**The problem**
Search the listing for "below" and copy every line where it appears.

◆ ◆ ◆

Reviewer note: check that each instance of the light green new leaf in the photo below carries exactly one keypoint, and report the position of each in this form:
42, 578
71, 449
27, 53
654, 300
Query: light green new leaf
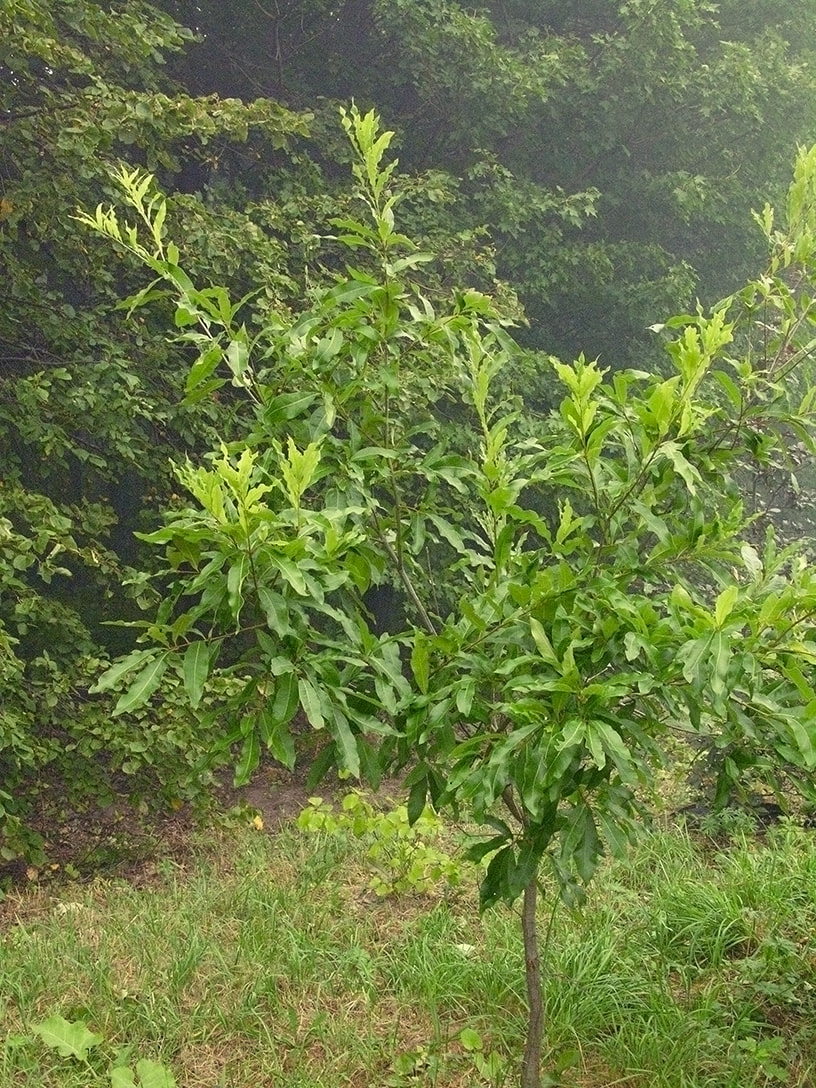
346, 744
545, 646
153, 1075
196, 669
144, 685
70, 1039
123, 1077
250, 753
111, 677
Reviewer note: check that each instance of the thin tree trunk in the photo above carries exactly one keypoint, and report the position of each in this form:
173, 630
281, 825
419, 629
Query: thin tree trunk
531, 1064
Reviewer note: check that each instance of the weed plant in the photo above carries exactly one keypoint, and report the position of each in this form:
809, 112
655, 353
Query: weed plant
271, 961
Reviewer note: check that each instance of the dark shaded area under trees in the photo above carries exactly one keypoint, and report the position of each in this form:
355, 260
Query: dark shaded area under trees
596, 163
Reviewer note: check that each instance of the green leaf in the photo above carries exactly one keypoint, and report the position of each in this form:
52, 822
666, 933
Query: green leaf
465, 693
111, 677
277, 737
143, 687
311, 703
153, 1075
250, 753
123, 1076
421, 662
496, 882
196, 669
286, 697
70, 1039
346, 743
417, 800
693, 654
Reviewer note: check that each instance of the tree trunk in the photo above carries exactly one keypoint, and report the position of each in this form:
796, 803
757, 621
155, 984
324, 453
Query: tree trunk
531, 1064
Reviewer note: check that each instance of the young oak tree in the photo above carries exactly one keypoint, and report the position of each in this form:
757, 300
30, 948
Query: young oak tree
577, 589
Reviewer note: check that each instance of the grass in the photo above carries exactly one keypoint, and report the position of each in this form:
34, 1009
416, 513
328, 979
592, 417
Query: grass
266, 961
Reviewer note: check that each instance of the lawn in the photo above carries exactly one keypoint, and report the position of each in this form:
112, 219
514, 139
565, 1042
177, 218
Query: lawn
269, 960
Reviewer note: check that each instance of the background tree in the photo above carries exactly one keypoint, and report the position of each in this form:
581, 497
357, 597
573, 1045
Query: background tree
600, 594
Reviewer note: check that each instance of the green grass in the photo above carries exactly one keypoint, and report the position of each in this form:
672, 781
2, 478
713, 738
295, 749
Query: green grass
268, 962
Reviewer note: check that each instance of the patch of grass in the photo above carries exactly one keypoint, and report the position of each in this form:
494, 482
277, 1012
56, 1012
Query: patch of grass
269, 961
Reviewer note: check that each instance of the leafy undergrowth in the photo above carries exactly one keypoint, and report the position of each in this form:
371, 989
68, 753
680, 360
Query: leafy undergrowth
268, 960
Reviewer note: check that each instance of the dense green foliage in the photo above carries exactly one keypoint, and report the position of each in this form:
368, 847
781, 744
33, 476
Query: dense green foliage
614, 150
89, 407
693, 968
577, 586
596, 161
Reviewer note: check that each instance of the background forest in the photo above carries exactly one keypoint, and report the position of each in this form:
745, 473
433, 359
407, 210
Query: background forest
592, 167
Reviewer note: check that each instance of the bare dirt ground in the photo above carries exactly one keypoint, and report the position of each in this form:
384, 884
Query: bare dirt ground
126, 840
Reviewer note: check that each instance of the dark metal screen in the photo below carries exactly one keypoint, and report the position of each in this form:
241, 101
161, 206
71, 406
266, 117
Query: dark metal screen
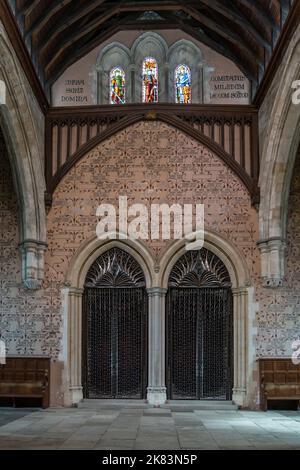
199, 329
115, 328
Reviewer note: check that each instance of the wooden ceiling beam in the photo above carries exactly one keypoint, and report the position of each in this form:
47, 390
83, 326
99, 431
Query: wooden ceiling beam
258, 11
29, 6
222, 47
53, 8
79, 13
48, 57
237, 17
221, 31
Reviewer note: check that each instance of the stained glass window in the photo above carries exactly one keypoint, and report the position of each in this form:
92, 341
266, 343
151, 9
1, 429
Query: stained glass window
117, 86
150, 81
183, 84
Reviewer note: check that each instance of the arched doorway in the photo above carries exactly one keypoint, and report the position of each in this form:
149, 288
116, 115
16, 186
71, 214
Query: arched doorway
115, 328
199, 328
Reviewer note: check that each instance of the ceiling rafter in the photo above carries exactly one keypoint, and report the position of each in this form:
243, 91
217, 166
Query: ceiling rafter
59, 32
95, 23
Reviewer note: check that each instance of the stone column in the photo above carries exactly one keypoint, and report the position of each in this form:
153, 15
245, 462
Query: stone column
32, 252
156, 392
132, 95
74, 345
240, 328
200, 84
168, 91
272, 261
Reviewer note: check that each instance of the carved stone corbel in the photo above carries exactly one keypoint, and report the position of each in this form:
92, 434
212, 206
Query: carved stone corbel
272, 261
32, 252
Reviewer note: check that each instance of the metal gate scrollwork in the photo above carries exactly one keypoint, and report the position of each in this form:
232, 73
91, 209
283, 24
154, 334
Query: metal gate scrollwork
199, 328
115, 328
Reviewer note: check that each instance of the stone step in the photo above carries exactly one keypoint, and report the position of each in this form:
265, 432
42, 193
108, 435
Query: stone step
194, 405
113, 404
172, 405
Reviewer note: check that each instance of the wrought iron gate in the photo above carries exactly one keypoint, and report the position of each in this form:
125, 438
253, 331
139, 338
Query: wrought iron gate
199, 329
115, 328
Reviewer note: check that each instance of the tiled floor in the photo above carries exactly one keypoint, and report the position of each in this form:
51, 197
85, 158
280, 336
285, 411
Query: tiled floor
148, 429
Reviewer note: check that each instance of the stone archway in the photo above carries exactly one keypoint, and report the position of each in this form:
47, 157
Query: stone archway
25, 148
279, 149
72, 304
243, 306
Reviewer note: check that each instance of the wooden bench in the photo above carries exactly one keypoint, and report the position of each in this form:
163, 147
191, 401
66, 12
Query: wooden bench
25, 377
279, 380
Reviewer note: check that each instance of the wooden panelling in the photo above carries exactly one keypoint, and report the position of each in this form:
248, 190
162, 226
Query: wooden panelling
25, 377
231, 132
279, 380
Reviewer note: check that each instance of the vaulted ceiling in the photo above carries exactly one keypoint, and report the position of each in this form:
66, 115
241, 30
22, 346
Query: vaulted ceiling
59, 32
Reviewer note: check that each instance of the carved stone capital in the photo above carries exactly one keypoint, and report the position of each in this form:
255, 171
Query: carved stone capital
32, 252
272, 261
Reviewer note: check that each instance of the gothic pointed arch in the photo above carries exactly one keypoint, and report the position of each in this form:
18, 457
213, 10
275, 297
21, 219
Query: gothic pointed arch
280, 141
25, 148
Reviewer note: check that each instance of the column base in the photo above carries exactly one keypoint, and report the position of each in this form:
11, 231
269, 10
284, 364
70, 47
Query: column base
239, 397
75, 396
156, 396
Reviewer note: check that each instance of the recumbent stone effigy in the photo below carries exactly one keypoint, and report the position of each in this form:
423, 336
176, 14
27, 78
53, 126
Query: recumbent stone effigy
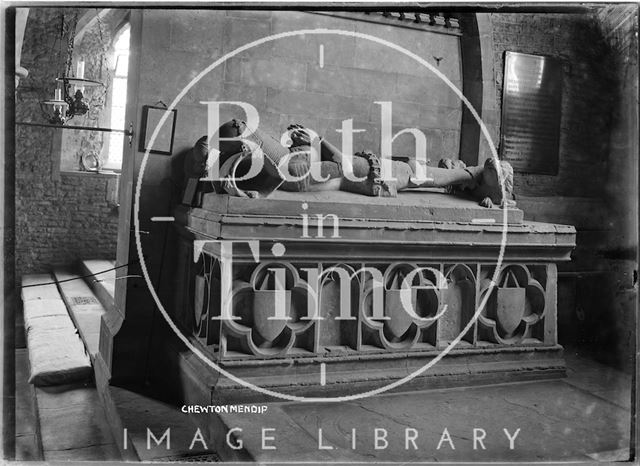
374, 275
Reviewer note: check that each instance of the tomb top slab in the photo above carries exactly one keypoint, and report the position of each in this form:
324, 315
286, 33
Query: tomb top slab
416, 205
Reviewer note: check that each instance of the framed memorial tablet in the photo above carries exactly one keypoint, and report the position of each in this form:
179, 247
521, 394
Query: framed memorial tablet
531, 111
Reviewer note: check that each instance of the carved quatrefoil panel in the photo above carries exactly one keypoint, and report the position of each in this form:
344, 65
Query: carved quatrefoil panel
268, 310
514, 305
406, 314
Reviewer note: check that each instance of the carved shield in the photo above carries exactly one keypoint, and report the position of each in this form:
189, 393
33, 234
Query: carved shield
399, 318
510, 308
265, 320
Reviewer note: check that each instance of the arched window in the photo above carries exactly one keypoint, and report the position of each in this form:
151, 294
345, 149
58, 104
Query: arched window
118, 101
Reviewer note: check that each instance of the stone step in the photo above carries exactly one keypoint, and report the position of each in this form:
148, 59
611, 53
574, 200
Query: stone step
56, 353
84, 307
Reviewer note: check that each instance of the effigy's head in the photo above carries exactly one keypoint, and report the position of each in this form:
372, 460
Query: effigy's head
491, 179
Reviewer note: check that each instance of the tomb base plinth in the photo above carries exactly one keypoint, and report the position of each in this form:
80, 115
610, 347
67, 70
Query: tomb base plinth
328, 294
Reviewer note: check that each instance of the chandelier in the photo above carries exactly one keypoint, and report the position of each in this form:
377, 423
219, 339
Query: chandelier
69, 98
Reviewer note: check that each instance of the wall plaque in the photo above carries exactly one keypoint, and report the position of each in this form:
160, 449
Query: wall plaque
531, 108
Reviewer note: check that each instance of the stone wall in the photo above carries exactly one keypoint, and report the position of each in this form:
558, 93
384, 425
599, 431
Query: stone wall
595, 189
60, 218
284, 80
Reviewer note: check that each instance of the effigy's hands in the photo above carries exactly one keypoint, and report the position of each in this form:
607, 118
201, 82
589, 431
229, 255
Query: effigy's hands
487, 202
299, 135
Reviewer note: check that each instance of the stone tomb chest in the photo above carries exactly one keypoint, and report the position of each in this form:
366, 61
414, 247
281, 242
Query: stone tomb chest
311, 246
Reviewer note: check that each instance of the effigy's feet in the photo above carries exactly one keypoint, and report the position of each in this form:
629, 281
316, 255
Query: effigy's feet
490, 192
451, 164
374, 185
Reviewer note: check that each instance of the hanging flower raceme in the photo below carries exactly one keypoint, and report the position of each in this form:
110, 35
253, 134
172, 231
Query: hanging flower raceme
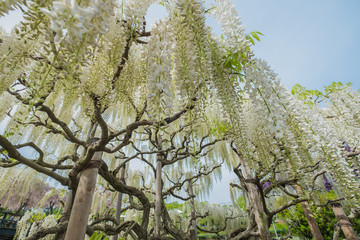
225, 13
9, 5
301, 131
192, 64
134, 12
160, 64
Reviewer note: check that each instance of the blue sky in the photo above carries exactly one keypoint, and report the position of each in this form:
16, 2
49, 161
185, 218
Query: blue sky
309, 42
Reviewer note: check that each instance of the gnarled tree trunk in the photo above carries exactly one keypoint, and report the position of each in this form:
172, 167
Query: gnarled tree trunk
83, 199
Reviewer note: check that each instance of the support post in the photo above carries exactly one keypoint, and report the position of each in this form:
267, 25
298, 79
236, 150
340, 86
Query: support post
254, 195
193, 229
119, 199
158, 197
344, 222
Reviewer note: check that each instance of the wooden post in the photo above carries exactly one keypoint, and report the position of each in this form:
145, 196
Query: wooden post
66, 213
344, 222
158, 198
315, 230
83, 199
260, 215
119, 199
193, 229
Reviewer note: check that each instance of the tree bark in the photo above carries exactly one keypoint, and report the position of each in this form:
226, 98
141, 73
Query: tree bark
344, 222
158, 197
193, 229
315, 230
83, 199
260, 215
66, 213
119, 199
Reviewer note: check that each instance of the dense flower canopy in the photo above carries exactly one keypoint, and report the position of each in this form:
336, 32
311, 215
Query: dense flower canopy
72, 70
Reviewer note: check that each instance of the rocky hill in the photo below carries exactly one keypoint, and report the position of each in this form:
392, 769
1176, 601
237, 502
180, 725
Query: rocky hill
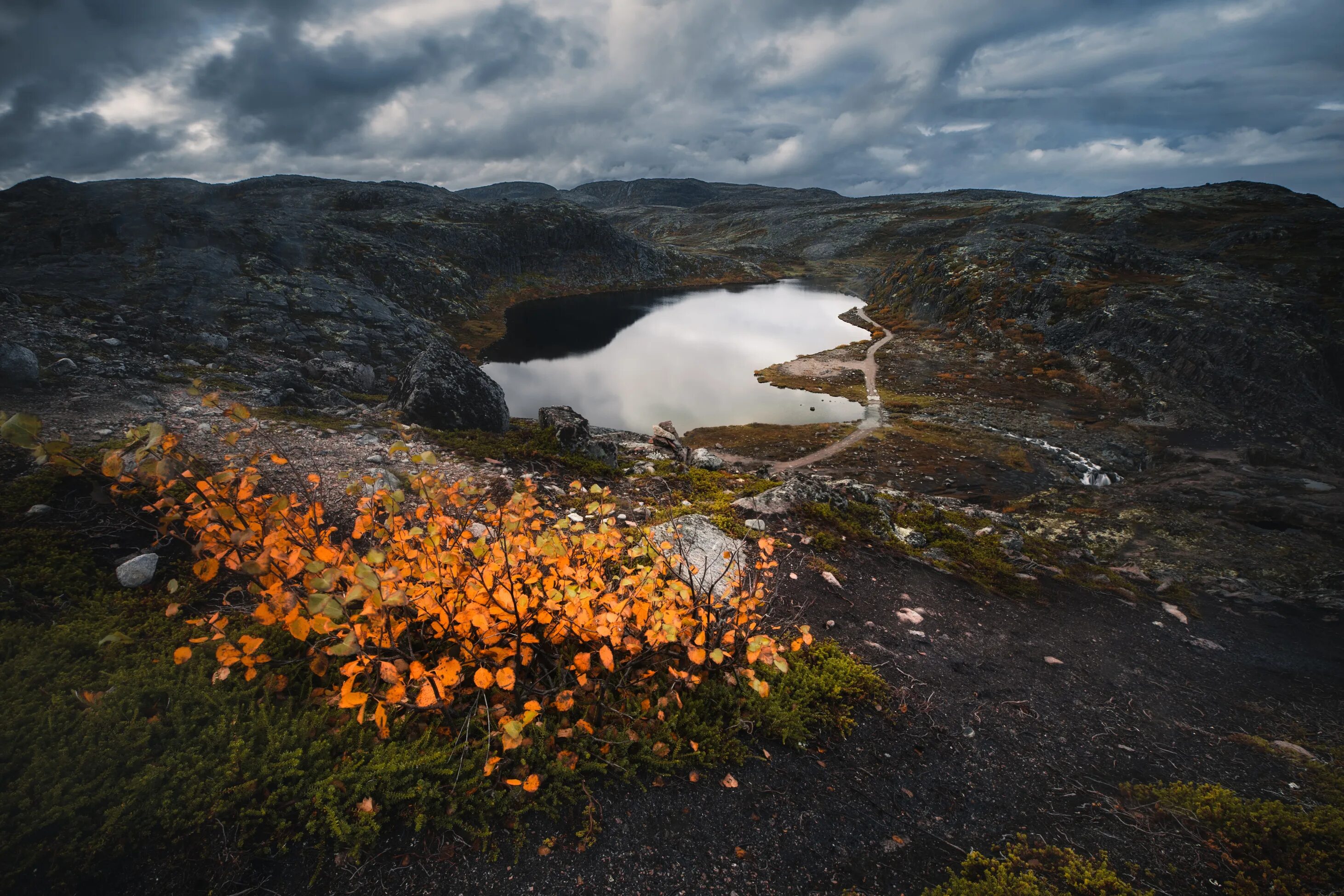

◆ ◆ ◆

**Response area**
Reviewer note: check that each instance of the light green new leaf in the photo below carries exactly one keypoint, and report the position of each in this form:
Reviewer note: check that each instance of the dark metal screen in the photo below carries exactly one keypoint, and report the position of each in this form:
Reviewer note: check that each instance of the recumbent stone effigy in the photo below carries exactly one keypoint, and report the position of each in this form:
Reviewer note: check that each instance of the hanging flower raceme in the photo below carries exactly one keypoint, and report the position of each in this form:
Reviewer note: check that each instance of the rocky hill in the photo below carries exactly one keypoint, and report the position of each in this form:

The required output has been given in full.